# STUDY QUESTIONS:
1. In the text on brain-computer interfaces, what does a BMI analyze to turn mental decisions and/or reactions into control signals?
2. Translate this sentence from the brain-computer interface text into Spanish: "It is a new communication link between a functioning human brain and the outside world."
3. Continue the text on brain-computer interfaces, picking up after its final sentence.

A brain-computer interface, sometimes called a direct neural interface or a brain machine interface, is a direct communication pathway between a human or animal brain (or brain cell culture) and an external device. In one BCIs, computers either accept commands from the brain or send signals to it but not both. Two way BCIs will allow brains and external devices to exchange information in both directions but have yet to be successfully implanted in animals or humans. Brain-Computer interface is a staple of science fiction writing. In its earliest incarnations no mechanism was thought necessary, as the technology seemed so far fetched that no explanation was likely. As more became known about the brain however, the possibility has become more real and the science fiction more technically sophisticated. Recently, the cyberpunk movement has adopted the idea of 'jacking in', sliding 'biosoft' chips into slots implanted in the skull(Gibson, W.1984).Although such biosofts are still science fiction, there have been several recent steps toward interfacing the brain and computers.
A Brain implant (brain-machine interface) is a communication system that does not depend on the brains normal output pathways of peripheral nerves and muscles. It is a new communication link between a functioning human brain and the outside world. These are electronic interfaces with the brain, which has the ability to send and receive signals from the brain. BMI uses brain activity to command, control, actuate and communicate with the world directly through brain integration with peripheral devices and systems. The signals from the brain are taken to the computer via the implants for data entry without any direct brain intervention. BMI transforms mental decisions and/or reactions into control signals by analyzing the bioelectrical brain activity.

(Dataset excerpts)

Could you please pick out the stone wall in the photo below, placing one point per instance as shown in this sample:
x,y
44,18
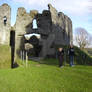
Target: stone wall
x,y
61,27
54,27
5,10
23,26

# TASK-BY-TASK RESULTS:
1. The bioelectrical brain activity.

2. Es un nuevo enlace de comunicación entre un cerebro humano en funcionamiento y el mundo exterior.

3.
Brain implants, often referred to as neural implants, are technological devices that connect directly to a biological subject's brain - usually placed on the surface of the brain, or attached to the brain's cortex. A common purpose of modern brain implants and the focus of much current research is establishing a biomedical prosthesis circumventing areas in the brain that have become dysfunctional after a stroke or other head injuries. This includes sensory substitution, e.g., in vision. Other brain implants are used in animal experiments simply to record brain activity for scientific reasons. Some brain implants involve creating interfaces between neural systems and computer chips. This work is part of a wider research field called brain-computer interfaces. (Brain-computer interface research also includes technology such as EEG arrays that allow interface between mind and machine but do not require direct implantation of a device.)
Neural-implants such as deep brain stimulation and Vagus nerve stimulation are increasingly becoming routine for patients with Parkinson's disease and clinical depression respectively, proving themselves as a boon for people with diseases which were previously regarded as incurable.